- **JOB**:
Reproduce every item below word for word, keeping the lines in their original order.

(Data taken from a collection)

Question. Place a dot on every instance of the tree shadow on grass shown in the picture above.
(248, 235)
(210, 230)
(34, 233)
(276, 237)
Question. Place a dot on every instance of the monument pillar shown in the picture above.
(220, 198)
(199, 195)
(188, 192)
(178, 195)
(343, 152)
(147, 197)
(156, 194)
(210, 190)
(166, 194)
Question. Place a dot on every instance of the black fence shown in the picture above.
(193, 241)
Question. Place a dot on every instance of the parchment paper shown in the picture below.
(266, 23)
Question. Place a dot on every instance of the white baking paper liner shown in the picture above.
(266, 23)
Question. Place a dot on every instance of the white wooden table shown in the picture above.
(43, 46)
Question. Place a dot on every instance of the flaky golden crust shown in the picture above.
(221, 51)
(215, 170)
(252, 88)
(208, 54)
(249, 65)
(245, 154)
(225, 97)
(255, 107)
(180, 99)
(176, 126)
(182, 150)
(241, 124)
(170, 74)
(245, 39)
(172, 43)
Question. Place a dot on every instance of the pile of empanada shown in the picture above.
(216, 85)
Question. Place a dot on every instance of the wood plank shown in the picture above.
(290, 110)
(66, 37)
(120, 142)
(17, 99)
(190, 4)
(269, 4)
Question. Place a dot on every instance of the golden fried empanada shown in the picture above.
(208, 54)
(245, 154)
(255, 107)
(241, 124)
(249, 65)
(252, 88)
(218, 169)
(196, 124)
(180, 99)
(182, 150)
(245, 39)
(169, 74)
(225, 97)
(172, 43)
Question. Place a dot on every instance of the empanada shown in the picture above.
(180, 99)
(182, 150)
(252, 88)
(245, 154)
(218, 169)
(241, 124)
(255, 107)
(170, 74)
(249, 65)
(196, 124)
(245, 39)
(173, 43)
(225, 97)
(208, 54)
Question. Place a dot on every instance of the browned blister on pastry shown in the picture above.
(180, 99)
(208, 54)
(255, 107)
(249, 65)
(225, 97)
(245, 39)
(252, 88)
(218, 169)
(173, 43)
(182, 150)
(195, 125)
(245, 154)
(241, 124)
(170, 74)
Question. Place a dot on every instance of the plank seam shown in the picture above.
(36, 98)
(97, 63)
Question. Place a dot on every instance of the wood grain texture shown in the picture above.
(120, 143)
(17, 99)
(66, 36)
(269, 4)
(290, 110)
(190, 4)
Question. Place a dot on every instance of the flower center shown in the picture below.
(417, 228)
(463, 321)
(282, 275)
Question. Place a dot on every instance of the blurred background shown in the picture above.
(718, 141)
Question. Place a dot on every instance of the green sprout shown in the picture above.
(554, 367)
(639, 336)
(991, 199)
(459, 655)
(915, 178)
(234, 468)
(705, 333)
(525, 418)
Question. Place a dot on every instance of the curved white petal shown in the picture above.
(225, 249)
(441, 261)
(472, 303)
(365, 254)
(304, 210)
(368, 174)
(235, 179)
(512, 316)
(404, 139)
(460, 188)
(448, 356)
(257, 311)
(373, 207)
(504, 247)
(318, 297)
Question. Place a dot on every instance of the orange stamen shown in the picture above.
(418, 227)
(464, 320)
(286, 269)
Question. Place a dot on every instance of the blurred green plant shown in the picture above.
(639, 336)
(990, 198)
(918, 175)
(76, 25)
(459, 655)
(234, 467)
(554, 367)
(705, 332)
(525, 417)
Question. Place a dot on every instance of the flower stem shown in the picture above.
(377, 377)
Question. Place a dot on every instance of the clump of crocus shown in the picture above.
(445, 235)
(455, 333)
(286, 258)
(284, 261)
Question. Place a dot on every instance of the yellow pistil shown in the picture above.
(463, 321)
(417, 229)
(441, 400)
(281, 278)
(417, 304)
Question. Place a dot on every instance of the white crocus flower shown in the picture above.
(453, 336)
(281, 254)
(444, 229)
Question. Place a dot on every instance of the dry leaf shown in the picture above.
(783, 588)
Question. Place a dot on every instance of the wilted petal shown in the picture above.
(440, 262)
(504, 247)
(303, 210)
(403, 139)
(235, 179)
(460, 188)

- **RESULT BELOW**:
Question. Place a dot on every instance of the tree shadow on grass shown in the picture above.
(248, 235)
(210, 230)
(34, 233)
(276, 237)
Question. Place a dot on every instance of the monument pillar shown in the picture above.
(220, 198)
(199, 195)
(188, 192)
(178, 195)
(343, 152)
(147, 197)
(156, 194)
(210, 190)
(166, 194)
Question. Place a dot on every instance of the black fence shown in the picture above.
(193, 241)
Question. Place a dot on every instance of the parchment paper shown in the picture below.
(266, 23)
Question. Place a dot on every instance of the white baking paper liner shown in the picture above.
(266, 23)
Question. Place a dot on every instance of the white wooden table shown in the picture above.
(43, 46)
Question. Place a dot on every instance of the flaky golden crust shown in the picture above.
(221, 51)
(215, 170)
(252, 88)
(208, 54)
(249, 65)
(245, 154)
(225, 97)
(255, 107)
(180, 99)
(176, 126)
(182, 150)
(241, 124)
(170, 74)
(245, 39)
(172, 43)
Question. Place a dot on every instance of the pile of empanada shown in the picture above.
(216, 85)
Question. Place a dot on every instance of the wood plank shown in the picture above.
(290, 110)
(66, 37)
(120, 142)
(17, 99)
(190, 4)
(269, 4)
Question. Place a dot on every instance of the golden fried empanada shown in the picture above.
(208, 54)
(245, 154)
(255, 107)
(241, 124)
(249, 65)
(252, 88)
(218, 169)
(196, 124)
(180, 99)
(182, 150)
(245, 39)
(169, 74)
(225, 97)
(172, 43)
Question. Place a dot on every instance of the empanada shown in the picture above.
(180, 99)
(182, 150)
(252, 88)
(245, 154)
(218, 169)
(241, 124)
(255, 107)
(170, 74)
(249, 65)
(196, 124)
(245, 39)
(173, 43)
(225, 97)
(208, 54)
Question. Place a dot on every instance of the browned blister on pastry shown in the picture above.
(180, 99)
(208, 54)
(255, 107)
(249, 65)
(225, 97)
(245, 39)
(252, 88)
(218, 169)
(173, 43)
(182, 150)
(195, 125)
(245, 154)
(241, 124)
(170, 74)
Question. Place a dot on every instance of the plank seam shown in the picture above.
(36, 98)
(97, 63)
Question. Place a dot on every instance of the wood grain texture shown in the picture above.
(120, 143)
(17, 99)
(66, 36)
(269, 4)
(290, 110)
(190, 4)
Question. Place a dot on every instance of the flower center shown in the picture below.
(417, 228)
(463, 321)
(282, 275)
Question. Place a dot on every instance of the blurred background shown in the picture above.
(718, 141)
Question. Place a dot on every instance of the green sprout shown in the picture above.
(554, 367)
(639, 336)
(991, 199)
(459, 655)
(915, 178)
(234, 468)
(705, 333)
(525, 418)
Question. Place a dot on every instance of the curved white petal shown in the picture above.
(225, 249)
(441, 261)
(472, 303)
(365, 254)
(304, 210)
(368, 174)
(235, 179)
(512, 316)
(404, 139)
(460, 188)
(448, 356)
(257, 311)
(373, 207)
(504, 247)
(318, 297)
Question. Place a dot on every instance of the orange stamen shown in the picture above.
(418, 227)
(464, 320)
(286, 269)
Question. Place a dot on every instance of the blurred green plant shown in the picture above.
(639, 336)
(990, 198)
(918, 175)
(76, 25)
(459, 655)
(234, 467)
(554, 367)
(705, 332)
(525, 417)
Question. Place a dot on every instance of the flower stem shown in the picture above.
(377, 377)
Question. Place a dot on every instance of the clump of crocus shown in the picture above.
(445, 235)
(455, 333)
(286, 258)
(284, 261)
Question. Place a dot on every instance of the yellow pistil shown in the picture above.
(463, 321)
(417, 229)
(441, 400)
(281, 278)
(417, 304)
Question. Place a dot on every instance of the white crocus flower shown in the picture above.
(453, 336)
(281, 254)
(444, 229)
Question. Place a dot on every instance of the dry leaf shown in the picture above.
(783, 588)
Question. Place a dot on every instance of the wilted petal shown in the picture above.
(440, 262)
(504, 247)
(303, 210)
(403, 139)
(235, 179)
(460, 188)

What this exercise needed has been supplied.